TASK INSTRUCTIONS:
**a)** From the article on probate, reproduce verbatim the passage between "What could possibly" and "are carried out.", inclusive.
**b)** Write the next part of the article about going through probate, picking up right after its final sentence.

EXCERPTED PASSAGE:
* * *

Many of us have heard the word “probate”, but the average person (like me) has never taken the time to learn about it. I am going to go out on a limb and say it is because anything revolving around death is a topic that makes most very uncomfortable. Due to the passing of a loved one a few months ago, I have learned more about the process than I ever thought I would. The main reason is because I became the Administrator cta after the named executor renounced his position.
There is a lot about probate I still don’t know, but these are some of the things I have learned as I have been going through the process of probate for the will of a family member.
What could possibly by good about anything regarding probate? I asked myself the same question as I started this article. However, there are a few things that may seem bad but can be good if you are faced with probate.
Every state has a detailed probate system
Every state has specific legal steps to make sure probate is carried out properly. At first I thought it was bad, but for some people it is probably good. It is amazing what the death of a family member, and a will, can do to what seems to be a cooperative, loving family. The probate laws are there to make sure every family member and beneficiary is honestly, and fully, represented. It makes sure the last wishes of the deceased are carried out.
This is not to say the probate process is easy, because it is not at all easy. However, the laws are there to protect the deceased’s estate, which is a good thing. If you want to know what your state laws are regarding probate, you can most likely find them by searching “probate + [your state].” Some states call it surrogate rather than probate.
There are a lot of probate attorneys
If you do not have a probate, legal background a probate attorney is a must if you want to make sure your role as executor or administrator, or your interests as a beneficiary, are attended to properly. A quick search online will give you a list of more attorneys than you will ever have time to call. Since there are so many, it is a little competitive, too. This means that you will find varying fee rates and methods of billing; flat fee, after probate, up front retainer and by the hour. Those are just a few of the possibilities. They also have different personalities and ways of dealing with clients. In other words, contact more than one and find one that fits your needs, budget, and way of thinking and communicating. Do keep in mind your budget and the size of the estate. We used AVVO to find our attorney.

* * *

GIVEN RECORDS:
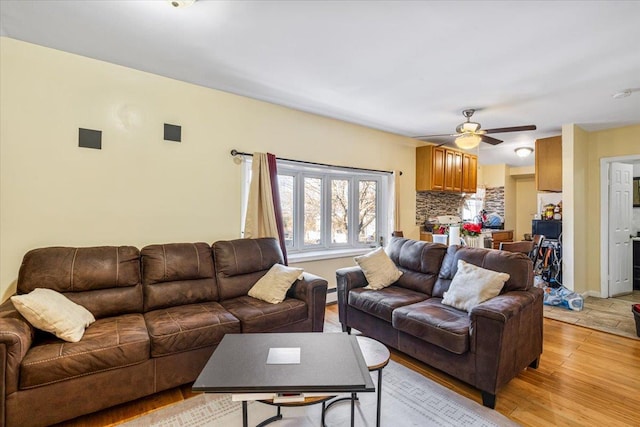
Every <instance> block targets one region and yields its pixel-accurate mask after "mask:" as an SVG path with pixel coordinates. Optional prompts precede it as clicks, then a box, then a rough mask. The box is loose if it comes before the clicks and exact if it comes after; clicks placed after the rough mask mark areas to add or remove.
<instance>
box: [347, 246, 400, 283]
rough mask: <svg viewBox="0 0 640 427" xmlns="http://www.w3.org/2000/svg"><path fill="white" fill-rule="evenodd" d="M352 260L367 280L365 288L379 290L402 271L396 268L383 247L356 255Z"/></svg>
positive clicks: (394, 280)
mask: <svg viewBox="0 0 640 427" xmlns="http://www.w3.org/2000/svg"><path fill="white" fill-rule="evenodd" d="M354 260H355V261H356V263H357V264H358V265H359V266H360V268H361V269H362V272H363V273H364V277H365V278H366V279H367V282H369V284H368V285H367V286H366V287H365V289H374V290H379V289H383V288H386V287H387V286H389V285H390V284H392V283H395V282H396V281H397V280H398V279H399V278H400V276H402V271H400V270H398V268H397V267H396V265H395V264H394V263H393V261H391V258H389V255H387V253H386V252H385V251H384V249H383V248H378V249H376V250H374V251H372V252H369V253H368V254H366V255H362V256H357V257H355V258H354Z"/></svg>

* * *

ANSWERS TO THE TASKS:
**a)**
What could possibly by good about anything regarding probate? I asked myself the same question as I started this article. However, there are a few things that may seem bad but can be good if you are faced with probate.
Every state has a detailed probate system
Every state has specific legal steps to make sure probate is carried out properly. At first I thought it was bad, but for some people it is probably good. It is amazing what the death of a family member, and a will, can do to what seems to be a cooperative, loving family. The probate laws are there to make sure every family member and beneficiary is honestly, and fully, represented. It makes sure the last wishes of the deceased are carried out.

**b)**
Administrative expenses come out of the estate
Probate can be expensive. A lot rides on the length of the will, for example the number of people named as beneficiaries, the number of next of kin that must be notified of the death, how long it takes for the next of kin to respond to court documents that let the will be entered into probate, and if anyone contests the will. The only plus to the expense of all the legal and administrative costs (such as postage, travel to the deceased’s estate, fees from attorneys, CPAs and estate appraisers) is that it all comes out of the estate. Of course, the fees must be approved by the court, which is why you must keep very detailed accountings of everything that is spent to resolve the estate. The accounting is turned into the courts and it is public record.
Unfortunately, the good of an estate can also be bad. And, there are not so great things about probate that make it seem like the process will never end.
It can be expensive and it all comes out of the estate
Above I mentioned that the expense of taking care of an estate can come out of the estate. If the estate is large it may not hurt the estate too much, but if the estate is small it can quickly dilute any funds that were supposed to go to those named in the will. Probate is not always expensive, but in most cases the costs add up quickly. In our case, we had to put down a $10,000 retainer and that was used up after about 40 hours of work by the attorney and court fees. Include in that the family issue where next of kin took their time returning documents, or completely ignoring documents because they were not listed in the will, and you have more hours and potentially a public attorney getting appointed to represent those that did not respond. All that expense that adds up quickly. This is all before any letters are issued to allow the administrator to start securing the estate. A small estate can easily be dwindled before it is even officially in probate.
It can take months (or years) to complete
Small estates can be resolved in a matter of months, with the most drawn out portion being paying the creditors and making sure final taxes are paid. However, small estate guidelines are different for each state and range from $30,000 to $75,000. After that an estate is consider a full estate and must go through the entire, lengthy probate process.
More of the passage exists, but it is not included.